■ TASK TO CARRY OUT:
Render into Spanish this sentence from the passage on God's foreknowledge: "They are thus not mere automatons or robots."

■ DOCUMENT SEGMENT:
The Foreknowledge of God
HOW we understand God’s foreknowledge and his exercise of that amazing power can seriously affect our relationship to God. To view the matter correctly, however, certain factors must be recognized.
First, God’s ability to foreknow and foreordain is clearly stated in the Bible. Jehovah himself sets forth as proof of his Godship this ability to foreknow and foreordain events of salvation and deliverance, as well as acts of judgment and punishment, and then to bring such events to fulfillment. (Isa. 44:6-9; 48:3-8) Such divine foreknowledge and foreordination form the basis for all true prophecy. (Isa. 42:9; Jer. 50:45; Amos 3:7, 8) God challenges the gods of the nations opposing his people to furnish proof of the godship that is claimed for their idol-gods, he calling on these gods to do so by foretelling similar acts of salvation or judgment and then bringing them to pass. Their impotency in this respect demonstrates their idols to be ‘mere wind and unreality.’—Isa. 41:1-10, 21-29; 43:9-15; 45:20, 21.
A second factor to be considered is the free moral agency of God’s intelligent creatures. The Scriptures show that God extends to such creatures the privilege and responsibility of free choice, of exercising free moral agency (Deut. 30:19, 20; Josh. 24:15), thereby making them accountable for their acts. (Rom. 14:10-12; Heb. 4:13) They are thus not mere automatons or robots. Man could not truly have been created in “God’s image” if he were not a free moral agent. (Gen. 1:26, 27) Logically, there should be no conflict between God’s foreknowledge (as well as his foreordaining) and the free moral agency of his intelligent creatures.
Another factor that must be considered, one sometimes overlooked, is that of God’s moral standards and qualities, including his justice, honesty and impartiality, his love, mercy and kindness, as revealed in the Bible. Any understanding of God’s use of the powers of foreknowledge and foreordination must therefore harmonize with not only some of these factors, but all of them.

(Outline entries for images)
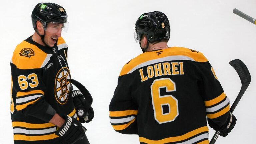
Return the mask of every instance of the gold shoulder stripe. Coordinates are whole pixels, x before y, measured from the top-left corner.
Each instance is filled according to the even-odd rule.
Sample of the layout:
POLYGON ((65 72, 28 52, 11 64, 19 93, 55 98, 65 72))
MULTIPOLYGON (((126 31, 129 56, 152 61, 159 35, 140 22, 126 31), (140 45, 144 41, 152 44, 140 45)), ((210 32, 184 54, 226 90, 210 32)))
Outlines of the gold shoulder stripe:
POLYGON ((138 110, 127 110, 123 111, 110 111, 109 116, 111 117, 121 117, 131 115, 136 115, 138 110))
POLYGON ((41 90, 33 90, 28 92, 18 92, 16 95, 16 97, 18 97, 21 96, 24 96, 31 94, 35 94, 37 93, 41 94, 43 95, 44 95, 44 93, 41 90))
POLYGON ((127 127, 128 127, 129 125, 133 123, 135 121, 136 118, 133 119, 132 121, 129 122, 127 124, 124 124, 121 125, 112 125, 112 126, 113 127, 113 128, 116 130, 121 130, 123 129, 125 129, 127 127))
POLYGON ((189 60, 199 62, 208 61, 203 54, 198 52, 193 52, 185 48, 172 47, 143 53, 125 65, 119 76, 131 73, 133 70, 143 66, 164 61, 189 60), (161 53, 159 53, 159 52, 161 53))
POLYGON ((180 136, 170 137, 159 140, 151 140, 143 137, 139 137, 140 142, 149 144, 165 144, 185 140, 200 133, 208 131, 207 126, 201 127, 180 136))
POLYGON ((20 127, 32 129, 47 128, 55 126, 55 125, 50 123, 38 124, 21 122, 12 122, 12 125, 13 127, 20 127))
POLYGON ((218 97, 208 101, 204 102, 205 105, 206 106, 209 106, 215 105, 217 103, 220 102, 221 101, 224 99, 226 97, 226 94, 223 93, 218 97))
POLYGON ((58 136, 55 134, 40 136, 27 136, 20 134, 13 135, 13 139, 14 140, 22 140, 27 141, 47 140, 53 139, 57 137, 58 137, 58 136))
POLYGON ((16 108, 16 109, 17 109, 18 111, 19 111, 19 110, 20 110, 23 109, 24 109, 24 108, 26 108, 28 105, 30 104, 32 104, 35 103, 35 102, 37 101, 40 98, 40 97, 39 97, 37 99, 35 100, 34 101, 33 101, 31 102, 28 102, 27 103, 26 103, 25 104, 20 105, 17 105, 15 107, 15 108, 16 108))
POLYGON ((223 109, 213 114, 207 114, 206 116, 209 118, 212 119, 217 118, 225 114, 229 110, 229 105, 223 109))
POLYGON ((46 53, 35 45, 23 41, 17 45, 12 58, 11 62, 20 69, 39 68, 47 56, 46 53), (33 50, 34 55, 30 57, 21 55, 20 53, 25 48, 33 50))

* * *

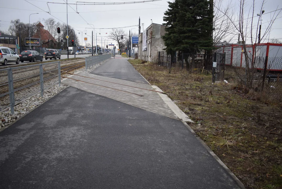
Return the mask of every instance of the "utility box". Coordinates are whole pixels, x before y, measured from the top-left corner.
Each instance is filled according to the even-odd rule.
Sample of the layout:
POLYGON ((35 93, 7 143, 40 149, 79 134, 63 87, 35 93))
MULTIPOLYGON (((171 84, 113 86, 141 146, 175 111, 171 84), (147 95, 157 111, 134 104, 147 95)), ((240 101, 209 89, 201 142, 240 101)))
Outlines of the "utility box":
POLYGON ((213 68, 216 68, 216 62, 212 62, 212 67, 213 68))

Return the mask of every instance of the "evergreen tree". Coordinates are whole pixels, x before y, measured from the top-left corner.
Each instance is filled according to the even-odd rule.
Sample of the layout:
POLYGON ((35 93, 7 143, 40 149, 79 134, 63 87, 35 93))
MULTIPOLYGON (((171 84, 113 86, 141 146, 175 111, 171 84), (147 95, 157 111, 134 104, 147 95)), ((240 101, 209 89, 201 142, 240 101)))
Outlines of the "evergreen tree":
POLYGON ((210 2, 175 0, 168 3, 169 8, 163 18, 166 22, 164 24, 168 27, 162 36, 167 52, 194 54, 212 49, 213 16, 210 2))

■ SOLUTION:
Por lo tanto, no son meros autómatas ni robots.